PROBLEM DESCRIPTION.
Count how many lines of the records below contain the string "woman". Give only the number.

EXTRACTED ENTRIES.
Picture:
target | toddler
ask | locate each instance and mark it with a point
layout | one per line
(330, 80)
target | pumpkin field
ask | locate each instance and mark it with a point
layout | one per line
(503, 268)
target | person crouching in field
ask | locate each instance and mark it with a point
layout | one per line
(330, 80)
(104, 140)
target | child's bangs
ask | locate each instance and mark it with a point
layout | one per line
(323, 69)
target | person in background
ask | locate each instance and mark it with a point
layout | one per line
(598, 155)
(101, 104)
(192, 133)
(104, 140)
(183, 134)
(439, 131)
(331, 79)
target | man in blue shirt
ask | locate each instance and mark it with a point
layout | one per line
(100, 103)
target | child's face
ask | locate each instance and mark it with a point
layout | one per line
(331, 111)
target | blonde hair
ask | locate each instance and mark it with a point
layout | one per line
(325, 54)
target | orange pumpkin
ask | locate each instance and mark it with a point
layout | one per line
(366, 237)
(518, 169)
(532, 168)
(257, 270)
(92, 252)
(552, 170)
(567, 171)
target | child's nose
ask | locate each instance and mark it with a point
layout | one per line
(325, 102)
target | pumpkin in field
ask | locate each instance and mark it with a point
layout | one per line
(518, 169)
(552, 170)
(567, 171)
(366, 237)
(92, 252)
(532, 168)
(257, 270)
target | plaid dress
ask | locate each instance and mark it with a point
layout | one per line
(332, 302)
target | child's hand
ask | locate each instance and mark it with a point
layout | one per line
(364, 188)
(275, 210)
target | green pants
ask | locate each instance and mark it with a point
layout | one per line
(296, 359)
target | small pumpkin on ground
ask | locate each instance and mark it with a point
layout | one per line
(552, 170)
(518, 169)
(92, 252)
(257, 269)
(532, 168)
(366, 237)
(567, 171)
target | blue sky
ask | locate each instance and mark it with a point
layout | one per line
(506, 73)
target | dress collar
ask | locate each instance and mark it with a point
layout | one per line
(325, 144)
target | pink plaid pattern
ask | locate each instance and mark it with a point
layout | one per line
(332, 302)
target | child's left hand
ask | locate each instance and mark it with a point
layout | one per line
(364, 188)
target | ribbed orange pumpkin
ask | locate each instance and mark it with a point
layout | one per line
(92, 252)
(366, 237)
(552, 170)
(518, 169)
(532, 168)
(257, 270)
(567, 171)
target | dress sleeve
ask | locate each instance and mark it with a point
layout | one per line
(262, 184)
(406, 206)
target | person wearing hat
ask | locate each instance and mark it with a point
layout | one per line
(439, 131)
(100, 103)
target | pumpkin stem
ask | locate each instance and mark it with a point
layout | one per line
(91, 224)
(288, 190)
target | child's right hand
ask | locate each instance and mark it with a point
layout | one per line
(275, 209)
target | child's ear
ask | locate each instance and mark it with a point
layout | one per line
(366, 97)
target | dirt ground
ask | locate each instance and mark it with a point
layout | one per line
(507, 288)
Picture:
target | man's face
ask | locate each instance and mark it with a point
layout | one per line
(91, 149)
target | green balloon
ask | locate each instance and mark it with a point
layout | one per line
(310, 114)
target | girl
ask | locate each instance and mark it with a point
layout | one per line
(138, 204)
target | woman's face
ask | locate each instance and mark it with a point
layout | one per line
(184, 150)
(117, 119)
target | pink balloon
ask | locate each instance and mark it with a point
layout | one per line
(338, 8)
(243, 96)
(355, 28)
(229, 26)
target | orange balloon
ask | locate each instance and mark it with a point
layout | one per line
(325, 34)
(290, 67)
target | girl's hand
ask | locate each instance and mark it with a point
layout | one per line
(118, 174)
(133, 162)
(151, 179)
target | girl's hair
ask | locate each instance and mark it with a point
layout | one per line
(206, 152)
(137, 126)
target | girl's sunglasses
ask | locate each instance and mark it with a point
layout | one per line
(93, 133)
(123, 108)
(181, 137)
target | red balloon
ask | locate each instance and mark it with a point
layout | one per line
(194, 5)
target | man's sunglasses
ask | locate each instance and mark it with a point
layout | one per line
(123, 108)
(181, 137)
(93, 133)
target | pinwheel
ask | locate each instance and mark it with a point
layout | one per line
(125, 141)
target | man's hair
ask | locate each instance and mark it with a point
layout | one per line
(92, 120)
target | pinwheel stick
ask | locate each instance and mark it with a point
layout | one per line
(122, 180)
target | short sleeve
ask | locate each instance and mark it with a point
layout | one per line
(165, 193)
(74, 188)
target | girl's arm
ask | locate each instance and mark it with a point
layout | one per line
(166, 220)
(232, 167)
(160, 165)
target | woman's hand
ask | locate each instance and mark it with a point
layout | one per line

---

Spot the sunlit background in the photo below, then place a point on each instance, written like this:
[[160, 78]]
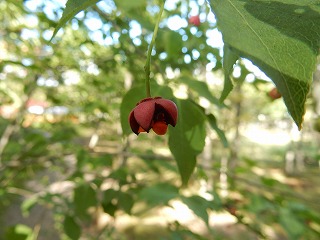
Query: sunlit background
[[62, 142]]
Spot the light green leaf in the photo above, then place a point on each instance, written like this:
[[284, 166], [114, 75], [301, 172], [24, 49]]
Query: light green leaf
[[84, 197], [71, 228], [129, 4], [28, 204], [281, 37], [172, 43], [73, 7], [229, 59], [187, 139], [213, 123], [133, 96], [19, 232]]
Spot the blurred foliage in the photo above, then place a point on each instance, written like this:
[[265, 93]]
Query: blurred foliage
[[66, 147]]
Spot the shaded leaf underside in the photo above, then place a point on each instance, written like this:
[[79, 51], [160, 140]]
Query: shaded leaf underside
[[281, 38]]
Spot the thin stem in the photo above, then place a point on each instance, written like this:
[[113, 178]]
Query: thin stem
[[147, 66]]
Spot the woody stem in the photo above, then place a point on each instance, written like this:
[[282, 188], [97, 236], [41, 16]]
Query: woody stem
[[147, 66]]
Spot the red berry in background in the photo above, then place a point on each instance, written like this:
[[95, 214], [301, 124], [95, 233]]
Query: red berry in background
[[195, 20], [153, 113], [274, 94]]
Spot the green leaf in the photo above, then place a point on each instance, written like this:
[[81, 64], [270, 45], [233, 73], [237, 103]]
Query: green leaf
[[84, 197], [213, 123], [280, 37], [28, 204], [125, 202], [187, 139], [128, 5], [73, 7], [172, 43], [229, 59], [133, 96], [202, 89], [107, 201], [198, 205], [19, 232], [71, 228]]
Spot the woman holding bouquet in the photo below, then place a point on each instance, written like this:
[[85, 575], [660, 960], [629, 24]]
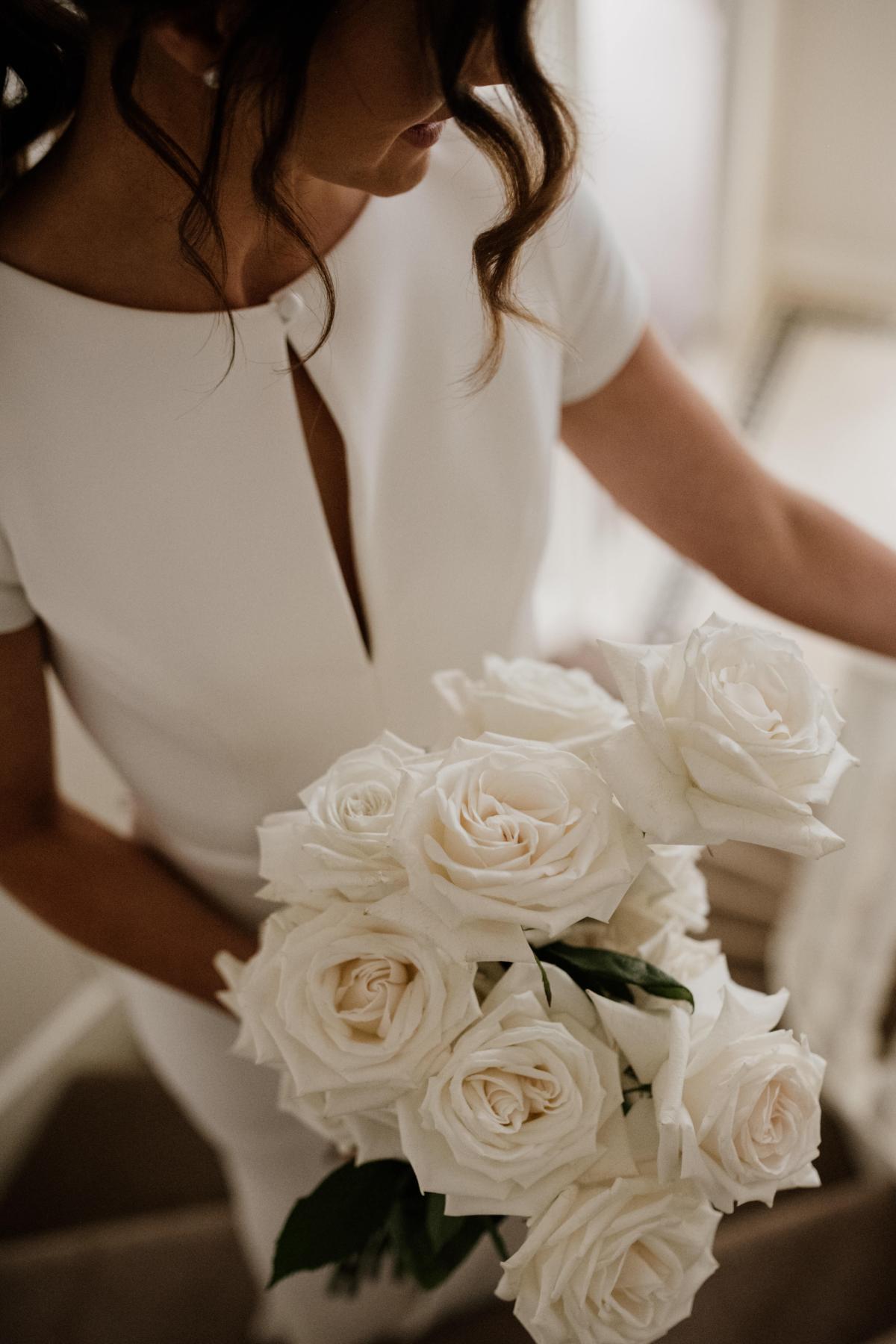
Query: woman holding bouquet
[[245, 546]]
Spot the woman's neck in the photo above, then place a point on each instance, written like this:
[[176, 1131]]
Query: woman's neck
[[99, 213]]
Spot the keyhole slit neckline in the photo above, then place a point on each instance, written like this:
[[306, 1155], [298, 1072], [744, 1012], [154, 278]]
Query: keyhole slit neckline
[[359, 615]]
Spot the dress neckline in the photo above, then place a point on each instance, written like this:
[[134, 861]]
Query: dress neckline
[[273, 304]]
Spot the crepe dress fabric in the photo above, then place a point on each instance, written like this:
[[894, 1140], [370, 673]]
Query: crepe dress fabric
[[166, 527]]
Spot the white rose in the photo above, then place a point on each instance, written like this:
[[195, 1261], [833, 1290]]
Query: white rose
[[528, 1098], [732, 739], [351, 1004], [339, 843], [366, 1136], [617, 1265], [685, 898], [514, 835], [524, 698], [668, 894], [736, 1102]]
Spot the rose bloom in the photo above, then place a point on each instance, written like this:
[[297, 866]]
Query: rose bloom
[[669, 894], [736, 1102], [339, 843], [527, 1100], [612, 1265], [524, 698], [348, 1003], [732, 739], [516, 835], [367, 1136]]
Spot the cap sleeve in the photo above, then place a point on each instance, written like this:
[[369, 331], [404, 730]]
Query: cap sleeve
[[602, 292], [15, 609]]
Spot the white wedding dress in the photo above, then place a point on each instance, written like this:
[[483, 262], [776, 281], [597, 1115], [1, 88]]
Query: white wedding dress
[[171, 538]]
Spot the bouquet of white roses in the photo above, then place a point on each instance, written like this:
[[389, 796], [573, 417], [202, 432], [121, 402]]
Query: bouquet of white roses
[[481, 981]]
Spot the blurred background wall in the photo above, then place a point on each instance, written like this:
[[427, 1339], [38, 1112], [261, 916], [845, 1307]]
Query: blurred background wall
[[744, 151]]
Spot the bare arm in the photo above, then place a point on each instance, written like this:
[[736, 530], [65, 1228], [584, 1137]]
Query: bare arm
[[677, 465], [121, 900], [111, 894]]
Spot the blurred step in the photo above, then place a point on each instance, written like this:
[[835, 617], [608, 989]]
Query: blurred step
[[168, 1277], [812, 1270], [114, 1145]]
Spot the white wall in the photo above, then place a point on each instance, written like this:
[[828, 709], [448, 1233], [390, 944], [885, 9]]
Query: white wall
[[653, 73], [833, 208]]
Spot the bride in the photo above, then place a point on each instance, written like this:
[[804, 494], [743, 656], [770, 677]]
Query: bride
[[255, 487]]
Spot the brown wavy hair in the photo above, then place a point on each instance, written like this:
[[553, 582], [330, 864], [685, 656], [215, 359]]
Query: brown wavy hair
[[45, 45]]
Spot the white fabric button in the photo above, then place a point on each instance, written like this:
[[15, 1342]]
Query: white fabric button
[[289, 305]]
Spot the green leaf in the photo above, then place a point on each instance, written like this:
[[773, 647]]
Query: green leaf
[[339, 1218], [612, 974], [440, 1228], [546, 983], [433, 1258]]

--

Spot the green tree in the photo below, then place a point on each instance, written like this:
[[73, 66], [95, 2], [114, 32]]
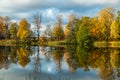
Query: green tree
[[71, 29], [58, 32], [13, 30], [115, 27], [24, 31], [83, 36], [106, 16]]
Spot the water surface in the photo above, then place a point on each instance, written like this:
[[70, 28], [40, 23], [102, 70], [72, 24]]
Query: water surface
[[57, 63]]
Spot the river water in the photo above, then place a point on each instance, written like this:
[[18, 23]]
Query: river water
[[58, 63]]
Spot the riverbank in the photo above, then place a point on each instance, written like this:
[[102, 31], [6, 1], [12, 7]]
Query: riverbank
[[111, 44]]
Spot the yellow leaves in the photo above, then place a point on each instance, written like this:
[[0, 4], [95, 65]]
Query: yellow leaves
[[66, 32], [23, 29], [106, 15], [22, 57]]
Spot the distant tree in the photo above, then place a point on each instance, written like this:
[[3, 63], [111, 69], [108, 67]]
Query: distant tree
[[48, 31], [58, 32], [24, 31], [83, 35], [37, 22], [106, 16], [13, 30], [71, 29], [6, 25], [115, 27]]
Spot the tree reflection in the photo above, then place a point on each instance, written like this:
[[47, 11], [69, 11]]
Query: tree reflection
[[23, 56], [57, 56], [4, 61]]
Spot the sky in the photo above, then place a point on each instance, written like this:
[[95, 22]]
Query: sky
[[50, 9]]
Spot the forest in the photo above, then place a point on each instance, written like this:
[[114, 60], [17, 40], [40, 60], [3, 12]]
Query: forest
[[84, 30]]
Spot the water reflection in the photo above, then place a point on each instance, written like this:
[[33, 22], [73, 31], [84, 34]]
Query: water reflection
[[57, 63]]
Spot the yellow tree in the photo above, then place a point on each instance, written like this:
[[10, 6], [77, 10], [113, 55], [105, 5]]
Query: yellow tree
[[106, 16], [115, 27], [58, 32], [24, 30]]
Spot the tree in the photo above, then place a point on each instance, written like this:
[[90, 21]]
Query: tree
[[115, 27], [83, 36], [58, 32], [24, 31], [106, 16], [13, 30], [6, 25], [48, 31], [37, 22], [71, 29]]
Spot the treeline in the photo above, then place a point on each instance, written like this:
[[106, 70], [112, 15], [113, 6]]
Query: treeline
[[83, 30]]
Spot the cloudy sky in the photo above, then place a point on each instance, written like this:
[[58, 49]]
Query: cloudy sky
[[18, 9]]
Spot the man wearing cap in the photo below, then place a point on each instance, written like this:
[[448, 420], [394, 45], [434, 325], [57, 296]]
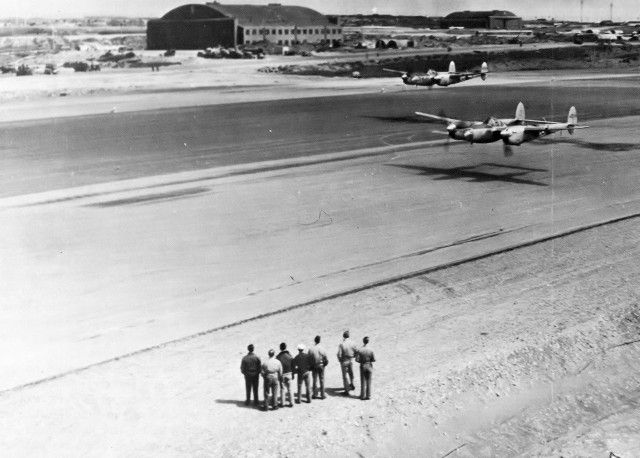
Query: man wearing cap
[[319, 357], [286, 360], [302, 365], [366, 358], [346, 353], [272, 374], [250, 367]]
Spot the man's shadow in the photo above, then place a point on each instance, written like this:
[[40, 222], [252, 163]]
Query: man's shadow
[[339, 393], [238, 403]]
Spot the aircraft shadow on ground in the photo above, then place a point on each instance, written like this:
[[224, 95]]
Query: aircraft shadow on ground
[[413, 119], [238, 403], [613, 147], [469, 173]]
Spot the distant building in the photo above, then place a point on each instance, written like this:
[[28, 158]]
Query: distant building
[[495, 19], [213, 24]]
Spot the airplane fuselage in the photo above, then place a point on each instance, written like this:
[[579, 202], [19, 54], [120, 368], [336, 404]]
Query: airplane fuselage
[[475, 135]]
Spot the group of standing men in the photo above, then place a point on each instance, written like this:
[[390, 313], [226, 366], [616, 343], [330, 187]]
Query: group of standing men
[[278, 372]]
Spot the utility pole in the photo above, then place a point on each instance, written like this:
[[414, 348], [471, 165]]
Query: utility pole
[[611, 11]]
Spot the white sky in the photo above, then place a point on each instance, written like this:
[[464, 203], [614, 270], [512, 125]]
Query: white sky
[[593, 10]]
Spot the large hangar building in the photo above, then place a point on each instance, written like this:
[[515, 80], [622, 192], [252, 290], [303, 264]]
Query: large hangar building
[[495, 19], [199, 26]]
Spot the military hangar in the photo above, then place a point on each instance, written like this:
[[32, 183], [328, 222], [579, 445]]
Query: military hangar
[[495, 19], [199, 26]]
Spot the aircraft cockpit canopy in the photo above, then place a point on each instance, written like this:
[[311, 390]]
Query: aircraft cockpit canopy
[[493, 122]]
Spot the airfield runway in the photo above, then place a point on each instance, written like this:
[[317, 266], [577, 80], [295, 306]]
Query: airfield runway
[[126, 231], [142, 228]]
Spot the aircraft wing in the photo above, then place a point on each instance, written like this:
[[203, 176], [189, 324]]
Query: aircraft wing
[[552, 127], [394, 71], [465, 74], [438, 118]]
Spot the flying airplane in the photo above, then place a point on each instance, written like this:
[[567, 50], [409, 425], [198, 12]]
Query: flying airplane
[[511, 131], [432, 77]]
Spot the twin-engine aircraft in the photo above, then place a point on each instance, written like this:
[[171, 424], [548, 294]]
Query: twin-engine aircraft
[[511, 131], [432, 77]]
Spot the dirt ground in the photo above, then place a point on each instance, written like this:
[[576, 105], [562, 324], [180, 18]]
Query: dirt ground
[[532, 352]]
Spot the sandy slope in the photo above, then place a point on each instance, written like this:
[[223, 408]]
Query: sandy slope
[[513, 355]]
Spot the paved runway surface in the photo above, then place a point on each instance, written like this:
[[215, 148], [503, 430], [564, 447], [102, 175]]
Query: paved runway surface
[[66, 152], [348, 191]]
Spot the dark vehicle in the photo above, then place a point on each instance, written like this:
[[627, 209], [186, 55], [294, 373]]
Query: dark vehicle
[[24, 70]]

WRITTEN REPLY.
6